Provided passage =
If you were to study the manual on any given winch, it will tell you your maximum rated power - say 9500 lbs - is only achieved when you are on the first layer of rope/cable on the drum.  With each extra layer that builds up you are increasing the diameter of the drum (the 'gear') and therefore reducing the amount of load the winch can pull.  Meaning if you need to do some heavy pulling you want to be on the first layer of you winch line.  If your anchor point is 50' away and you only pull out half of your 100' line you won't have full power available.  If you only pull out 1/3 of your 150' line you'll have even less power available.  The solution to this is to rig a more complicated design with snatch blocks (which can also help increase pulling power dramatically but takes more time and equipment) or to choose an anchor point further away - assuming one is available.

Challenge 1 =
In the listing below, add 113 to each coordinate value in the answers and write out again everything from the line containing "Pick out every instance of the distant" down to the final line of the listing, requests included.

Excerpts from point annotation data =
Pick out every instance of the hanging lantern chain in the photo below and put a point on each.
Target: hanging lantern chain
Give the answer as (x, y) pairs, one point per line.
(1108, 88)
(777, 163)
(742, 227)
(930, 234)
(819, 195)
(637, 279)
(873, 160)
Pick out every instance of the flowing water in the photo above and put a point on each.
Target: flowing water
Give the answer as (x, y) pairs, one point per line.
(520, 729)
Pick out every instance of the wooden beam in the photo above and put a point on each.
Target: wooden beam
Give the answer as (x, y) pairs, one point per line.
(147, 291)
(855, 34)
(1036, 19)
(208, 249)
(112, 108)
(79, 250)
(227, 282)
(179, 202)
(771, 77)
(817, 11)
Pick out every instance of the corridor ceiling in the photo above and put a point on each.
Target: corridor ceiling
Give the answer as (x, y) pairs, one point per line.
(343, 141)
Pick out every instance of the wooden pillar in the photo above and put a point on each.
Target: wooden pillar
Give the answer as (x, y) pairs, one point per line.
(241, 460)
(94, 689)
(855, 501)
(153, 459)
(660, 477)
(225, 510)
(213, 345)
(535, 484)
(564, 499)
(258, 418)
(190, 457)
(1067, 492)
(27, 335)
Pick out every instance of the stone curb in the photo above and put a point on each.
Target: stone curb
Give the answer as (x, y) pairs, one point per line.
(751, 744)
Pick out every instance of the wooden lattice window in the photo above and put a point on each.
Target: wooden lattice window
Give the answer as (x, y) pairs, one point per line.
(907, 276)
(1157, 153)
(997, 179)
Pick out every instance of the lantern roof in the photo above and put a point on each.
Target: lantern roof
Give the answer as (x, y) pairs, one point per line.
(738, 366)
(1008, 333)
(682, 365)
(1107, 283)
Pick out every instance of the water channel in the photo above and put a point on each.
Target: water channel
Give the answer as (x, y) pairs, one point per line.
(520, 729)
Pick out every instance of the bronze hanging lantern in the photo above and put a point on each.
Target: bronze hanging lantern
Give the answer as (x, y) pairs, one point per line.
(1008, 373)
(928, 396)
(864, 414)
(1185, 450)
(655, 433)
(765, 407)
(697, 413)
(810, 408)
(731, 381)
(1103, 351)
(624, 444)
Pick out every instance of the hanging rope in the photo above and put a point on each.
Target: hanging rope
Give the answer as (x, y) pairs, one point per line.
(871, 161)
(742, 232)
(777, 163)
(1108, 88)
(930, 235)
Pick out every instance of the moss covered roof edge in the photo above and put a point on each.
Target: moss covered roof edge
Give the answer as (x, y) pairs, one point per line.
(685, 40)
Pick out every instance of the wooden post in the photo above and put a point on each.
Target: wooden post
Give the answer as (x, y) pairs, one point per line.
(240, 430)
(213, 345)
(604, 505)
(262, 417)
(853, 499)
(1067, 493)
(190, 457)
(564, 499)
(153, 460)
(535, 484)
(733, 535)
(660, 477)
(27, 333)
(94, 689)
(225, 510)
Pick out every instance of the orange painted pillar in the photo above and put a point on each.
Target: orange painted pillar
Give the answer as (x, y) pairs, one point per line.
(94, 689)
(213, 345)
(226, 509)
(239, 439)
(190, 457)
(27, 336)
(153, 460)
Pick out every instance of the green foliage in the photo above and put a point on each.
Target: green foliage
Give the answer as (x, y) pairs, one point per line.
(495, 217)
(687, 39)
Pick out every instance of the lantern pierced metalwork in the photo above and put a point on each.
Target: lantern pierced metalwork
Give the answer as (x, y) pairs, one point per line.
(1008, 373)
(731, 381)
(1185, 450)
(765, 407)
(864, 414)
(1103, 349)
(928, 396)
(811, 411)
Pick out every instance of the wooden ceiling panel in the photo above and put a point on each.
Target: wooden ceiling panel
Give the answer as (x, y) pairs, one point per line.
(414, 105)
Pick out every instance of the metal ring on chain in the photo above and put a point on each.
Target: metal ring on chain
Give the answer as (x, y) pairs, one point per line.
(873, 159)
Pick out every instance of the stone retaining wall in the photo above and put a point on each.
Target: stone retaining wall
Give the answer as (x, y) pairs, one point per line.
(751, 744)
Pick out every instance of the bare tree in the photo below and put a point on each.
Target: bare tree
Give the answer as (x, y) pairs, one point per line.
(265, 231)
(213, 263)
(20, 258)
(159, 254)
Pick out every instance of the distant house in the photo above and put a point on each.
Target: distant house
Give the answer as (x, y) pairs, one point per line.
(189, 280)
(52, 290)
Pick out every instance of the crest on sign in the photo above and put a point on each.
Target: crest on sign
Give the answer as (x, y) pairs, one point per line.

Challenge 2 =
Continue the passage on winch pulling power and drum layers from where it stops.

Task output 1 =
Pick out every instance of the distant house in the photo above and put a point on each.
Target: distant house
Give the answer as (x, y) pairs, one point per line.
(302, 393)
(165, 403)
Pick out every instance of the crest on sign in the photo above and put a point on each.
Target: crest on sign
Give the answer as (x, y) pairs, one point per line.

Task output 2 =
If you were mostly in the desert or other areas where anchor points can be fewer and further apart having more line on the winch is handy.  But in our area we usually have trees or other anchor points within 100' or less so running less line on the winch is more practical.  It's also cheaper and easier to maintain.  As Brenton pointed out, many of us carry extensions we can use if we need to get to an anchor point further than our 100' line can reach.  Extensions can be made up from stuff you already have on hand such as a tow strap, or you can carry a dedicated piece of synthetic line in your recovery bag.  I have a 50' 3/8" extension line (haven't had to use it...yet) in my bag and it takes up very little room and weighs next to nothing, so it's easy to have on hand 'just in case'.  

 

If you really want to study up on winching, take a look at the old army recovery manual:
http://www.bits.de/N...Fm20-22(62).pdf

 

While it's old, much of the info is still applicable.  OK-you may not care much about replacing the tread on a tank, but they explain a lot of info about setting up different recoveries as well as drag of different surfaces and tons of other info.  Think of it as vehicle recovery 101.


Edited by DHappel, 29 August 2015 - 07:46 AM.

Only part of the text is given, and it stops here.